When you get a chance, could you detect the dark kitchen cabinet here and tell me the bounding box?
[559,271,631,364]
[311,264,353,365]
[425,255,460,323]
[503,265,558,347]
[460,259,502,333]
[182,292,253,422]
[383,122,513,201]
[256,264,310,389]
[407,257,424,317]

#### TASK DIRECTIONS
Reproduce every row above character for character, keeping the same order.

#### FINISHED TASK
When you get a chance, could you detect the dark kitchen cabinet here and tell me the bounding box?
[559,271,631,364]
[311,264,353,365]
[425,255,460,323]
[503,265,558,347]
[460,259,502,333]
[182,292,253,422]
[383,122,513,201]
[256,264,310,389]
[407,257,424,317]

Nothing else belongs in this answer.